> _WORK INSTRUCTIONS_: Copy the data below word for word, keeping every line as it appears.

> _DATA ROWS_:

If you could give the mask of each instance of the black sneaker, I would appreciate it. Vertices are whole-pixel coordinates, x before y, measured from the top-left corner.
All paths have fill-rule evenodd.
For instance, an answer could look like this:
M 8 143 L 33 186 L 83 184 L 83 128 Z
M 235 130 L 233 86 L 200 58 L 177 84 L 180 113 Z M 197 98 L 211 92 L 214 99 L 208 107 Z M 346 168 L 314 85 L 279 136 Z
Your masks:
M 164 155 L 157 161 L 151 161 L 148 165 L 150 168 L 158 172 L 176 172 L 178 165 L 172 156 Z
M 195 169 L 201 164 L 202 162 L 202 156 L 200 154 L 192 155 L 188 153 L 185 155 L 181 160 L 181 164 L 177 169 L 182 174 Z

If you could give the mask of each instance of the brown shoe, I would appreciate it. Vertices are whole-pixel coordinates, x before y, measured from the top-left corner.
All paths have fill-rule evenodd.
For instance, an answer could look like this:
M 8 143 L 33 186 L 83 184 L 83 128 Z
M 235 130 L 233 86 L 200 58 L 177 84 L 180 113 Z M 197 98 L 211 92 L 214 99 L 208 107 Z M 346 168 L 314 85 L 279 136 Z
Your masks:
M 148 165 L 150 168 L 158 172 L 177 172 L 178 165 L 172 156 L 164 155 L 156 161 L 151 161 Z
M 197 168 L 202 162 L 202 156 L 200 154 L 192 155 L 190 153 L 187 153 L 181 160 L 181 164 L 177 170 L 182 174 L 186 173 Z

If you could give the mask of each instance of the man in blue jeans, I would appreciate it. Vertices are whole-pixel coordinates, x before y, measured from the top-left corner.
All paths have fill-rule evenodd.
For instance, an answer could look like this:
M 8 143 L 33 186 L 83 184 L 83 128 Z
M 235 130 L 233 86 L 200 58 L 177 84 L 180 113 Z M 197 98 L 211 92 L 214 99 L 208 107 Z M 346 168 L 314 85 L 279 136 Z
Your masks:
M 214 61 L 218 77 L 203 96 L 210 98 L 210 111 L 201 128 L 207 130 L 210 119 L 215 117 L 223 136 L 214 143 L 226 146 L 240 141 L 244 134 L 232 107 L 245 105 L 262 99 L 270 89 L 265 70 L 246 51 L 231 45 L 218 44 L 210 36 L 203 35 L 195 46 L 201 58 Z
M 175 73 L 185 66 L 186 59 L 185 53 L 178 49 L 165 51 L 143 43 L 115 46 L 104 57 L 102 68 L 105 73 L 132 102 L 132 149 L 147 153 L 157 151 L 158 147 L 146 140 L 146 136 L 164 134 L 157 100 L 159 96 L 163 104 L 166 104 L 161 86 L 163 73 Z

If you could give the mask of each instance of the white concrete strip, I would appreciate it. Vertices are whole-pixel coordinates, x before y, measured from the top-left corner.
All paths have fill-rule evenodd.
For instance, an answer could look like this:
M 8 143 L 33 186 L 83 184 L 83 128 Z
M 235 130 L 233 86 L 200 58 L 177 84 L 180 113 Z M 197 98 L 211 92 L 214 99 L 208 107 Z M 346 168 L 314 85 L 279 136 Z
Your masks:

> _ANSWER IN FULL_:
If you could give the mask of each instance of the black sneaker, I would appreciate it. Vertices are whole-pixel coordinates, x before y, measured from the top-left corner.
All paths have fill-rule evenodd.
For instance, an answer could look like this:
M 8 143 L 33 186 L 83 184 L 83 128 Z
M 235 130 L 233 86 L 200 58 L 177 84 L 180 113 Z M 197 98 L 211 92 L 214 99 L 208 107 Z M 346 168 L 314 85 L 279 136 Z
Your masks:
M 164 155 L 157 161 L 151 161 L 148 165 L 150 168 L 158 172 L 176 172 L 178 165 L 172 156 Z
M 195 169 L 201 164 L 202 162 L 202 156 L 200 154 L 192 155 L 188 153 L 185 155 L 181 160 L 181 164 L 177 169 L 182 174 Z

If you could give the mask of each instance of the brown shoe, I would appreciate it. Vertices are whole-pixel coordinates, x before y, measured from the top-left corner.
All paths have fill-rule evenodd.
For instance, an answer could look like this:
M 8 143 L 33 186 L 83 184 L 83 128 Z
M 235 130 L 233 86 L 200 58 L 177 84 L 180 113 Z M 197 98 L 211 92 L 214 99 L 208 107 Z M 346 168 L 314 85 L 279 136 Z
Your masks:
M 148 165 L 150 168 L 158 172 L 177 172 L 178 165 L 172 156 L 164 155 L 156 161 L 151 161 Z
M 197 168 L 202 162 L 202 156 L 200 154 L 192 155 L 190 153 L 187 153 L 181 160 L 181 164 L 177 170 L 182 174 L 186 173 Z

If you could give the mask of each instance of the man in blue jeans, I would appreciate it. Vertices are whole-pixel coordinates, x before y, measured from the top-left corner.
All paths have fill-rule evenodd.
For instance, an answer could look like this:
M 8 143 L 33 186 L 83 184 L 83 128 Z
M 235 130 L 233 86 L 200 58 L 177 84 L 180 113 Z M 197 98 L 211 92 L 214 99 L 208 107 Z M 346 168 L 314 85 L 279 136 Z
Your masks:
M 214 61 L 218 77 L 203 96 L 210 98 L 210 111 L 201 128 L 207 130 L 210 119 L 215 117 L 223 136 L 214 143 L 226 146 L 240 141 L 244 134 L 232 107 L 245 105 L 262 99 L 270 89 L 265 70 L 246 51 L 231 45 L 218 44 L 210 36 L 203 35 L 195 46 L 201 58 Z
M 175 73 L 185 66 L 186 59 L 185 53 L 178 49 L 165 51 L 143 43 L 115 46 L 104 57 L 102 68 L 105 73 L 132 102 L 132 149 L 147 153 L 157 151 L 158 147 L 146 140 L 146 136 L 164 134 L 157 100 L 159 96 L 163 104 L 166 104 L 161 86 L 163 73 Z

If you could give the mask of each instance of the white concrete strip, I would appreciate it. Vertices are whole-pixel coordinates, x before y, measured from the top-left corner.
All paths have fill-rule evenodd.
For instance, an answer could look like this:
M 8 143 L 33 186 L 83 184 L 83 128 Z
M 235 130 L 233 86 L 200 58 L 177 84 L 180 113 Z M 197 98 L 211 92 L 214 99 L 208 107 Z M 346 168 L 314 85 L 279 136 Z
Your masks:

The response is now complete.